GOAL: List every line in the listing below that contains the word "sheep".
== GIVEN INFORMATION ==
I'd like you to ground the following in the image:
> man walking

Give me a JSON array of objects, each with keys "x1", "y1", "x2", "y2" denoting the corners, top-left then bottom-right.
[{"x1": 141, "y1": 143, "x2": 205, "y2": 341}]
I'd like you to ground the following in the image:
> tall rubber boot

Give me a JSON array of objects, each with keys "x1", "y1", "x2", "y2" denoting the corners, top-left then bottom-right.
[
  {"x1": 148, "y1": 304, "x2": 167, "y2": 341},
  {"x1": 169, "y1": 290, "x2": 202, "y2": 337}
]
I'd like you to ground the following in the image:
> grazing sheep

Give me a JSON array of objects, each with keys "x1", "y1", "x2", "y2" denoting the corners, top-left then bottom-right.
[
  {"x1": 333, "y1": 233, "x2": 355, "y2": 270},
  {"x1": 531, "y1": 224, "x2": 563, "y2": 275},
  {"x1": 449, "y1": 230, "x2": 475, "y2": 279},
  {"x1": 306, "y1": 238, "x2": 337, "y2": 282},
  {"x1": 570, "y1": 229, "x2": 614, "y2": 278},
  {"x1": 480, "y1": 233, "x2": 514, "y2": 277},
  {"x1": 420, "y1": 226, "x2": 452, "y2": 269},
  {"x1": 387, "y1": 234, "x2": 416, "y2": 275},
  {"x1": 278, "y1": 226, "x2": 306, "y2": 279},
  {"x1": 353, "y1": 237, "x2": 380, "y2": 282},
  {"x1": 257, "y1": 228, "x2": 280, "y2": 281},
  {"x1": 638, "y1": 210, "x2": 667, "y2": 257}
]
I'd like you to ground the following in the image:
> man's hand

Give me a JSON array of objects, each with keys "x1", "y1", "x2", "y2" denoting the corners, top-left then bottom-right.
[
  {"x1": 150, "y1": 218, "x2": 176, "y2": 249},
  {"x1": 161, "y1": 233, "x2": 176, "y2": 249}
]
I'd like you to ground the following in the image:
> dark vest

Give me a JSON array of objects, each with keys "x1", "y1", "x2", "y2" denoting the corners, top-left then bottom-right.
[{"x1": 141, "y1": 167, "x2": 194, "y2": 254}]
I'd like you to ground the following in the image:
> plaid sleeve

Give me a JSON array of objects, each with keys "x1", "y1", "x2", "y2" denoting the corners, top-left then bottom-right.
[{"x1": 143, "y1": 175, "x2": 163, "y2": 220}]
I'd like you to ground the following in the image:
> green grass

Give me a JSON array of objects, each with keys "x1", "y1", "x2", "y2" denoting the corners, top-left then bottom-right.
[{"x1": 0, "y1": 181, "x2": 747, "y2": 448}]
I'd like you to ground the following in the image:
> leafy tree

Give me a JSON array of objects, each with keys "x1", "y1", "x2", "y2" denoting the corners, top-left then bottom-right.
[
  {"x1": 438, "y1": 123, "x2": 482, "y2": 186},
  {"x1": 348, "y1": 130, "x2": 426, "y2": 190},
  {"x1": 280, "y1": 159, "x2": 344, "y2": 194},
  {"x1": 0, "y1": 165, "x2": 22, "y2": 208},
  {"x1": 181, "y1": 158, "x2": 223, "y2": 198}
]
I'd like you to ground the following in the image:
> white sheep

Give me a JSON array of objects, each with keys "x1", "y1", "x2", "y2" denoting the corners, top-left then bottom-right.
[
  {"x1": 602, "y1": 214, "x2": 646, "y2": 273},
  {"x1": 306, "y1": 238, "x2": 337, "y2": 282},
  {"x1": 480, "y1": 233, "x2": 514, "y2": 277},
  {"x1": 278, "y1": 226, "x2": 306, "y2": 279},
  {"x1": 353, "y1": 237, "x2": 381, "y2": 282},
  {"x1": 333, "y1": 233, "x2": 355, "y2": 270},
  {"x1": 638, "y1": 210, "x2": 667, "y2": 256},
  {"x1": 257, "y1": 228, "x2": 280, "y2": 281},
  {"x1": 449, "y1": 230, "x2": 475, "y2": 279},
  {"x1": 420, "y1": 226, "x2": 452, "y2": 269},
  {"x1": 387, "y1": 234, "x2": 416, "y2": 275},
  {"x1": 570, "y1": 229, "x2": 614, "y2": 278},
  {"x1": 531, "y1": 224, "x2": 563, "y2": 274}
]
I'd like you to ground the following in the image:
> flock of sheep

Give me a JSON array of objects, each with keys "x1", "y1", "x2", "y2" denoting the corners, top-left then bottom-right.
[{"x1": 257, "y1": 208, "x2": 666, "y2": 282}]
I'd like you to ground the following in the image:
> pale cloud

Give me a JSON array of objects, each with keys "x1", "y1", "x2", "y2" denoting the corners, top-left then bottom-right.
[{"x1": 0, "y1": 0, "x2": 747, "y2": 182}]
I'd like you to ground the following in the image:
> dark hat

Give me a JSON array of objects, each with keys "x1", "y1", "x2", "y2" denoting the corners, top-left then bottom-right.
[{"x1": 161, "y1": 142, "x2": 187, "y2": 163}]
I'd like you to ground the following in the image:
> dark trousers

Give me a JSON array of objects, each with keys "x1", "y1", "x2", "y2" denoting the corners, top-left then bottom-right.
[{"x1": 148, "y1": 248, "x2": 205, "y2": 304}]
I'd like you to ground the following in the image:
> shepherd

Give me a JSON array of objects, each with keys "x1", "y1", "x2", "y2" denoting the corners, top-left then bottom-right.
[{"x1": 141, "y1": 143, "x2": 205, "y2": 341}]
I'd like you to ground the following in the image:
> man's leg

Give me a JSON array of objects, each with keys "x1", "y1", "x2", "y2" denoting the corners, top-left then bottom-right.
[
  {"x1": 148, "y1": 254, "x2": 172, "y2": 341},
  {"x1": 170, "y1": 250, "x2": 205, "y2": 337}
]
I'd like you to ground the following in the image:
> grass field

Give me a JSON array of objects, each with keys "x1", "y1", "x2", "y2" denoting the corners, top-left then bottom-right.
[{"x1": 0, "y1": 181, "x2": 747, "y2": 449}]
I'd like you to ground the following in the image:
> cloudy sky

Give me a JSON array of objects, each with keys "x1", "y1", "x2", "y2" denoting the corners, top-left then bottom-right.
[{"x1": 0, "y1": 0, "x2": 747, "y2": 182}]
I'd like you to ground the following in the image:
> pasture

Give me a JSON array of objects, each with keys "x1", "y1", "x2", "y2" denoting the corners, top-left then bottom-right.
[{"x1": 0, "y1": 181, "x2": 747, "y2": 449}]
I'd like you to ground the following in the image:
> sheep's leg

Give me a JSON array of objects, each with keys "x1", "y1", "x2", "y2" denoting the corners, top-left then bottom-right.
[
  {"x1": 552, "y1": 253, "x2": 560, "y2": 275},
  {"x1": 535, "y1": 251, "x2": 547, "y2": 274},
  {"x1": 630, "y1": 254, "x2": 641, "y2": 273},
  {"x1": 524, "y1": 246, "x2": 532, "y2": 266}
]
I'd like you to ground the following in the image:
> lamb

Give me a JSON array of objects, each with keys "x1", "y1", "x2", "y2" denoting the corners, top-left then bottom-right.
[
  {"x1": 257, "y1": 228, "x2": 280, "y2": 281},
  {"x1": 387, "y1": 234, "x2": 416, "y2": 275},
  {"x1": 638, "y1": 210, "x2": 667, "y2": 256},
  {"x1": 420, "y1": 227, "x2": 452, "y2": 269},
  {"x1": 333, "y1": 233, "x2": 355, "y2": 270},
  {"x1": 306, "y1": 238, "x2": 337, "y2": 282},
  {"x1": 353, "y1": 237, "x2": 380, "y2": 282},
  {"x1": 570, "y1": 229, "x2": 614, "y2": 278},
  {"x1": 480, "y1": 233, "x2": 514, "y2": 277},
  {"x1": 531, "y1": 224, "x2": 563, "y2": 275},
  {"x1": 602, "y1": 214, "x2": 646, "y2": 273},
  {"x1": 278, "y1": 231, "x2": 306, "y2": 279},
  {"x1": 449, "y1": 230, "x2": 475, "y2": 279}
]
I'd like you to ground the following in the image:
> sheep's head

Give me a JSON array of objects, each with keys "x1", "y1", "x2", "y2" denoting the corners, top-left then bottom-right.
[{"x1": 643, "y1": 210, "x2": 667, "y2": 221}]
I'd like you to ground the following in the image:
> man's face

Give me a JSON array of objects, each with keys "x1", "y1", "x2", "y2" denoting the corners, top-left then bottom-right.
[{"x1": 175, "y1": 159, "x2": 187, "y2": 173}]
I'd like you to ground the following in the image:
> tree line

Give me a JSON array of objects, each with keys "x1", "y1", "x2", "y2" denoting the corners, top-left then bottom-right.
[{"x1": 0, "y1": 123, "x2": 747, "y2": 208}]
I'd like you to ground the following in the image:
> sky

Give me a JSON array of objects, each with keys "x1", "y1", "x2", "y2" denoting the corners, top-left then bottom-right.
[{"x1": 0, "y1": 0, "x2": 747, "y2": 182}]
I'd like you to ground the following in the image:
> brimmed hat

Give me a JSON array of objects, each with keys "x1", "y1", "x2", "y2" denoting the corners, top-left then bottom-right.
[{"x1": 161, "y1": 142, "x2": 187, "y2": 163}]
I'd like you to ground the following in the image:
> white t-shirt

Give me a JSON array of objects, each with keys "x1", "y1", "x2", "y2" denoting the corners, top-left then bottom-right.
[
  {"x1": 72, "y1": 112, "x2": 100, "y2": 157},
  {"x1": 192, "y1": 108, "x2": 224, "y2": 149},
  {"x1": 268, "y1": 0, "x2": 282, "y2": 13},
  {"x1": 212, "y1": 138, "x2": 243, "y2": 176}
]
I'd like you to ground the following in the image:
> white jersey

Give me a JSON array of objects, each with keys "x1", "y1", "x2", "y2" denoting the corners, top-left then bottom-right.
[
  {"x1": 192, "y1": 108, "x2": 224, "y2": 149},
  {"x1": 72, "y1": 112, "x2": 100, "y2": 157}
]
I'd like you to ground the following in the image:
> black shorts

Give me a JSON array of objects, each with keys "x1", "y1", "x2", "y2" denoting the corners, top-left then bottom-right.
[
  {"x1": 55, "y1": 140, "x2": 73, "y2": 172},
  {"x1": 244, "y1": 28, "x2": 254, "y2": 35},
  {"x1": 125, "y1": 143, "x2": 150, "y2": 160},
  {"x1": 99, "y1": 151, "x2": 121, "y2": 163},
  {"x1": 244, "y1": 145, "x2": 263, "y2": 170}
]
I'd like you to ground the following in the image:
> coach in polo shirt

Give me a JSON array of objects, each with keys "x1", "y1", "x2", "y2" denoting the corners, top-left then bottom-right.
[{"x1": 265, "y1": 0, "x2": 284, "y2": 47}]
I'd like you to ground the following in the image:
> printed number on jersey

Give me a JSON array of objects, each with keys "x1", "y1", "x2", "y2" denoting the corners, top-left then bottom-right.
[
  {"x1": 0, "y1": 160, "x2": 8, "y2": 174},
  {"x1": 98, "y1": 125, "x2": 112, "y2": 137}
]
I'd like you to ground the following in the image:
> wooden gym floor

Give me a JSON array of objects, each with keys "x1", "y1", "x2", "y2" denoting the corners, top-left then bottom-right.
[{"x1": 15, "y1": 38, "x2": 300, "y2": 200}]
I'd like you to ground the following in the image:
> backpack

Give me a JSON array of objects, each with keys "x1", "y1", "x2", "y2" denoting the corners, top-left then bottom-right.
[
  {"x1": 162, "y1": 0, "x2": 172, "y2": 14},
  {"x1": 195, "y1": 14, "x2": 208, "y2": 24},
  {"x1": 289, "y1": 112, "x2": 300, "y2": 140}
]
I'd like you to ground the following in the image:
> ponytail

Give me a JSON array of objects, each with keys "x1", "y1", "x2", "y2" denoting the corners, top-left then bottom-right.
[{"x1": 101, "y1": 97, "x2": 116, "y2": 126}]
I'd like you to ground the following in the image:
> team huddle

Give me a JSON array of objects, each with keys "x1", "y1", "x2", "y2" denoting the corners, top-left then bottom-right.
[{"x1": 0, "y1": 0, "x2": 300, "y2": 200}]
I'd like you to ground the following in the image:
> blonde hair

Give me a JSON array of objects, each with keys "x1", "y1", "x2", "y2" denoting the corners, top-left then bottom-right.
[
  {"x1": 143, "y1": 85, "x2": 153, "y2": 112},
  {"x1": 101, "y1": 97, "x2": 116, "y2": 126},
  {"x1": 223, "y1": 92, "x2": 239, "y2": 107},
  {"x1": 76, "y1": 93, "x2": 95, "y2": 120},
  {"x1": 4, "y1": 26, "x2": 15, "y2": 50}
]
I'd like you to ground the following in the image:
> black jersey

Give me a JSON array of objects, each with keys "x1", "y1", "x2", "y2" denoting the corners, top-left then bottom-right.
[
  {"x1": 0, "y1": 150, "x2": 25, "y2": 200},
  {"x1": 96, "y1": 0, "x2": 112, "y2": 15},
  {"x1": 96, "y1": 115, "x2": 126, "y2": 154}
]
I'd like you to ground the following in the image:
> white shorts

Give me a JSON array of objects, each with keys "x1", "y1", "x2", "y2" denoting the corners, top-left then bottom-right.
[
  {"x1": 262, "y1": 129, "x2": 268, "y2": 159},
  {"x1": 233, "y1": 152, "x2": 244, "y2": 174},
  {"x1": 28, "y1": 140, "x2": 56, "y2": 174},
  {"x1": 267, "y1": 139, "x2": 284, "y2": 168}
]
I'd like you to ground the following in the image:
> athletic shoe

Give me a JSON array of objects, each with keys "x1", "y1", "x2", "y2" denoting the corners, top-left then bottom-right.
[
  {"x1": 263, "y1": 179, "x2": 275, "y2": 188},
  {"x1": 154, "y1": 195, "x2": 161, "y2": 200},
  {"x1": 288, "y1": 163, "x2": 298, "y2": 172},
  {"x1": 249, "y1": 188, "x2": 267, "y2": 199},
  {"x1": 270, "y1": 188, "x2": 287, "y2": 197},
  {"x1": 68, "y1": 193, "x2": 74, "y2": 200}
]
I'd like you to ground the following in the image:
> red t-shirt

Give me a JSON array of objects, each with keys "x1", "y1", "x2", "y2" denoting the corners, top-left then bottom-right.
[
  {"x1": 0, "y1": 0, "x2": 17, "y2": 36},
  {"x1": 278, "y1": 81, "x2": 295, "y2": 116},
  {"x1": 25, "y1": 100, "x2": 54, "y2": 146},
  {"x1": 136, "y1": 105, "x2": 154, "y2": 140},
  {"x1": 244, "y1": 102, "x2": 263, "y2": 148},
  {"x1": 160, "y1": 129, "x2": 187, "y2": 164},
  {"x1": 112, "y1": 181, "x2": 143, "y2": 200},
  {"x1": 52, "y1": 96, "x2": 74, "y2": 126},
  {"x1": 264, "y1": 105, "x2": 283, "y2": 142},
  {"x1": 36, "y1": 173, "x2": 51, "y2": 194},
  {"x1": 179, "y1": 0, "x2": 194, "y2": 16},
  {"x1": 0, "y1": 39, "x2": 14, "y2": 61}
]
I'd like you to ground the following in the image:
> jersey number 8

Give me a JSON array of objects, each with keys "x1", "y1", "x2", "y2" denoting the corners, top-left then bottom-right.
===
FULL SOLUTION:
> grazing sheep
> white sheep
> flock of sheep
> sheep's leg
> sheep's head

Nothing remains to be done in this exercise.